Activity:
Every line in the records below with the string "matches" is to be copied out.

Data to process:
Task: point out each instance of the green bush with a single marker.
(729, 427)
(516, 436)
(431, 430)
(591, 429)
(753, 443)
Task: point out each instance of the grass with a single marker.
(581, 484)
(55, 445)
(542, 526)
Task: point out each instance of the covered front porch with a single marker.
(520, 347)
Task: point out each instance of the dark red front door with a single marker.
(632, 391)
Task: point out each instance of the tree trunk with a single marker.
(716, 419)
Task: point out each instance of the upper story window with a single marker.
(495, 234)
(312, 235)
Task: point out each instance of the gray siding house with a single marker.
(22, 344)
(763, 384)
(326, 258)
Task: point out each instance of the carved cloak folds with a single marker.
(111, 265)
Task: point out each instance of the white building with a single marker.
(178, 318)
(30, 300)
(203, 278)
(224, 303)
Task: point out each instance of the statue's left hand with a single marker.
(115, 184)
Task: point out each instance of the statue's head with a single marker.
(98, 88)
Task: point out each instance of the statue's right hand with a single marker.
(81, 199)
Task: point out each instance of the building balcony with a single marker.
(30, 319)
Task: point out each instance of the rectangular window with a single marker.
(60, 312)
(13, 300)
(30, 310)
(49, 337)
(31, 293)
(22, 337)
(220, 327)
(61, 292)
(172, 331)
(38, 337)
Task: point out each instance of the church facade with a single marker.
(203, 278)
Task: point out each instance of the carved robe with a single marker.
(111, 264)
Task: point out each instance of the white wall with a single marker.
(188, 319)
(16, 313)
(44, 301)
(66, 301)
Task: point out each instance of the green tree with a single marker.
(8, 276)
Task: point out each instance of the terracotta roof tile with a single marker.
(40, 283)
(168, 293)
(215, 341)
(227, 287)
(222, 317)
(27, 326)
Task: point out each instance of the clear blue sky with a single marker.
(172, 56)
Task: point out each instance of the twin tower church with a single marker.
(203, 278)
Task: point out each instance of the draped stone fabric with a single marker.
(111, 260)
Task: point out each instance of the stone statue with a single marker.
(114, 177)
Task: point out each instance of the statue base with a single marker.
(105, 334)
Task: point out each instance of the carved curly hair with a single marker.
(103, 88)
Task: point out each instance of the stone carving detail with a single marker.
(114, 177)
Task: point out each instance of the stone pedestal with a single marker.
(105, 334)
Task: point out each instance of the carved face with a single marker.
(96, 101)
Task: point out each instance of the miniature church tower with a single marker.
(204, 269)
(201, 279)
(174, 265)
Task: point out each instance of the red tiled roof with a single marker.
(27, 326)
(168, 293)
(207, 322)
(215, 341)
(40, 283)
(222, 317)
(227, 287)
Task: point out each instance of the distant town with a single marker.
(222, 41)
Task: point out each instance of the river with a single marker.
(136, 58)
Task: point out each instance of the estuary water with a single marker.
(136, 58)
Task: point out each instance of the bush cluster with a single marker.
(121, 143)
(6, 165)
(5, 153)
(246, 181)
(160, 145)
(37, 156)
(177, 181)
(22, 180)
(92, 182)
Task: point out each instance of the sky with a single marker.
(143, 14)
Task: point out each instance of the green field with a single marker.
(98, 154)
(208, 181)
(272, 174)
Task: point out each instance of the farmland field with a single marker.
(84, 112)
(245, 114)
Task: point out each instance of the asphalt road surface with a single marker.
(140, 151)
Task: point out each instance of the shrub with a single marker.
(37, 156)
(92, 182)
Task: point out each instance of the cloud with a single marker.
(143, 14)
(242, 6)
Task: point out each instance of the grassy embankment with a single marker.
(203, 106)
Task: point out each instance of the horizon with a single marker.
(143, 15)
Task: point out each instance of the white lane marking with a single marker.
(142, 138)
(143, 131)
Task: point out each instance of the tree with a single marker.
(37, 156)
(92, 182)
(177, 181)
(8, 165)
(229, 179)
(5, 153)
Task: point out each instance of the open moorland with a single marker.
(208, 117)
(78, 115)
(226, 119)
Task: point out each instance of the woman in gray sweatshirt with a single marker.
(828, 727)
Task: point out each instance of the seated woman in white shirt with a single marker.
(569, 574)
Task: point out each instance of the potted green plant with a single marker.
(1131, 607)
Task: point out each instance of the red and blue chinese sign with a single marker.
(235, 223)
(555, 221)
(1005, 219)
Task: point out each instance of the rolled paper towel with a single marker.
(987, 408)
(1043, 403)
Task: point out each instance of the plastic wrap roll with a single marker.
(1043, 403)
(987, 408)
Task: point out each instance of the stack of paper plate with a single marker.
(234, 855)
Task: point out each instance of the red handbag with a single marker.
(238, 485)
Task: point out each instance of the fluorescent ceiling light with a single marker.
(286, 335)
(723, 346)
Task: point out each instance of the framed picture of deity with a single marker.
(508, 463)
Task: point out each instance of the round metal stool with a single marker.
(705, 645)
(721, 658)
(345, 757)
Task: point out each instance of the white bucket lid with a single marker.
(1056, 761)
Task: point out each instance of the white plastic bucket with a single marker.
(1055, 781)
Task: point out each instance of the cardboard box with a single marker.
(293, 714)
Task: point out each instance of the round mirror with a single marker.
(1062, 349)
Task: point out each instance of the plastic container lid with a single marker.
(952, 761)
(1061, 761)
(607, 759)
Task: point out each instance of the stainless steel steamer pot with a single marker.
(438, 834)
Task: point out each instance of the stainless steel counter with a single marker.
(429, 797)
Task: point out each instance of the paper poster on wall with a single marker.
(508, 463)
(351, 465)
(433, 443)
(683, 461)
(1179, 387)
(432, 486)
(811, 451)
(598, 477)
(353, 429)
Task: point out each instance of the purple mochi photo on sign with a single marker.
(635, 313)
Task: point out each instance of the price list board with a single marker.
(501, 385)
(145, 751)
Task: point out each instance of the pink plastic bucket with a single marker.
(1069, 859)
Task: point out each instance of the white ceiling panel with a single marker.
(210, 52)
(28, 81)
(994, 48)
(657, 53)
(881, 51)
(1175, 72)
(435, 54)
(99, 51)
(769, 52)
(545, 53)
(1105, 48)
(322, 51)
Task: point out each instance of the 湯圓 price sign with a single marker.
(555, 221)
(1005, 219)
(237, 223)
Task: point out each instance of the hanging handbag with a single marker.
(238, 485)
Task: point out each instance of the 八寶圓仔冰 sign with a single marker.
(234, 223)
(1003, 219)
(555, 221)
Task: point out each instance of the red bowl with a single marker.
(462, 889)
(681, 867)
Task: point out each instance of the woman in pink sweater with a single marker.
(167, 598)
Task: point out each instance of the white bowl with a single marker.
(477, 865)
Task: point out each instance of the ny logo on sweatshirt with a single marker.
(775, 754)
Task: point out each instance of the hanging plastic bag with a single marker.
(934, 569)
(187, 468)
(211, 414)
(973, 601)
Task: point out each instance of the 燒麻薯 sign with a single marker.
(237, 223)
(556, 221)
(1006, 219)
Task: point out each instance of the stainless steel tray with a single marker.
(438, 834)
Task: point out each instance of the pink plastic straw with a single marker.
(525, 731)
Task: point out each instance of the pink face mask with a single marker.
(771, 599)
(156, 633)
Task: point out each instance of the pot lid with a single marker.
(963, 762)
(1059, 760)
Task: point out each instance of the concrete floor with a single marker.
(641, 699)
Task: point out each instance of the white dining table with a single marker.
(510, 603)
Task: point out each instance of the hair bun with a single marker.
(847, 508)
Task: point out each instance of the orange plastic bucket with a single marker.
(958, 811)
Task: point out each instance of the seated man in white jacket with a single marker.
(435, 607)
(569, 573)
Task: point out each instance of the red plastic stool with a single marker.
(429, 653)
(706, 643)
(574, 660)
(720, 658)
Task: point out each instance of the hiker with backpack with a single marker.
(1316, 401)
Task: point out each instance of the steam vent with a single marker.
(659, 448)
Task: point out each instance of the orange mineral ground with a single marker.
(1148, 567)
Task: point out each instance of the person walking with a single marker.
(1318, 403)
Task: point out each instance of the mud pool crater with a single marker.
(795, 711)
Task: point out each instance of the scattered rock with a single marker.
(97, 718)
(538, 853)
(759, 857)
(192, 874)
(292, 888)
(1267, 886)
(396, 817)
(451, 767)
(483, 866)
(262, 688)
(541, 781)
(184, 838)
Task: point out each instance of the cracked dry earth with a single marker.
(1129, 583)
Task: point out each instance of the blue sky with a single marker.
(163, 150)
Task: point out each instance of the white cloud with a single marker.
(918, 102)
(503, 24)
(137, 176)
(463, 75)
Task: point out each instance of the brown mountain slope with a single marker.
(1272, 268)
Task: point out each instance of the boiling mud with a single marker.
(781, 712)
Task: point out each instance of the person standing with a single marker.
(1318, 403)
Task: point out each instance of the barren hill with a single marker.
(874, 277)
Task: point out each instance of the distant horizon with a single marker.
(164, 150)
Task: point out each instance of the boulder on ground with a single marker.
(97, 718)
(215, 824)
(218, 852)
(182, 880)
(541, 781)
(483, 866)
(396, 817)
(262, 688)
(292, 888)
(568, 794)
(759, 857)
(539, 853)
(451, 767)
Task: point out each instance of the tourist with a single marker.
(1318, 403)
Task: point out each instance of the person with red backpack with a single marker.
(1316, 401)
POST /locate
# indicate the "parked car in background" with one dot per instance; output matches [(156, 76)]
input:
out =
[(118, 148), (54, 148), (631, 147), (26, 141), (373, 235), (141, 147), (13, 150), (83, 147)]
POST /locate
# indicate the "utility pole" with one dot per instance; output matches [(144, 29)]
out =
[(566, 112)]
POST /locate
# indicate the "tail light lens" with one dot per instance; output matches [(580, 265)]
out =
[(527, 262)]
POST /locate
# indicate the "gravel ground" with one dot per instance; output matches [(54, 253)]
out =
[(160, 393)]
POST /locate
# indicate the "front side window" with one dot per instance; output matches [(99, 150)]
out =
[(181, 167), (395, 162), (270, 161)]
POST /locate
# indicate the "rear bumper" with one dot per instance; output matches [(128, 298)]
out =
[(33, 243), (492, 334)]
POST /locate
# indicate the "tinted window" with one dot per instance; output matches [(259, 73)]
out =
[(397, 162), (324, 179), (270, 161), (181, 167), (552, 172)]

Reply:
# indicate the "parked car in background" with one dot per instance; output matches [(156, 76)]
# indicate the "utility pole" with one dot per instance; output matches [(144, 29)]
# indicate the "tail light lens" with one dot per instance; output matches [(580, 265)]
# indicate the "gravel ground" with one dot per instance; output matches [(54, 253)]
# indicate the "front side window" with one dot per instance; output matches [(99, 150)]
# indicate the "rear bumper" with one dot per instance; output matches [(128, 298)]
# indicate the "tinted window" with one dot per instance; output matches [(259, 73)]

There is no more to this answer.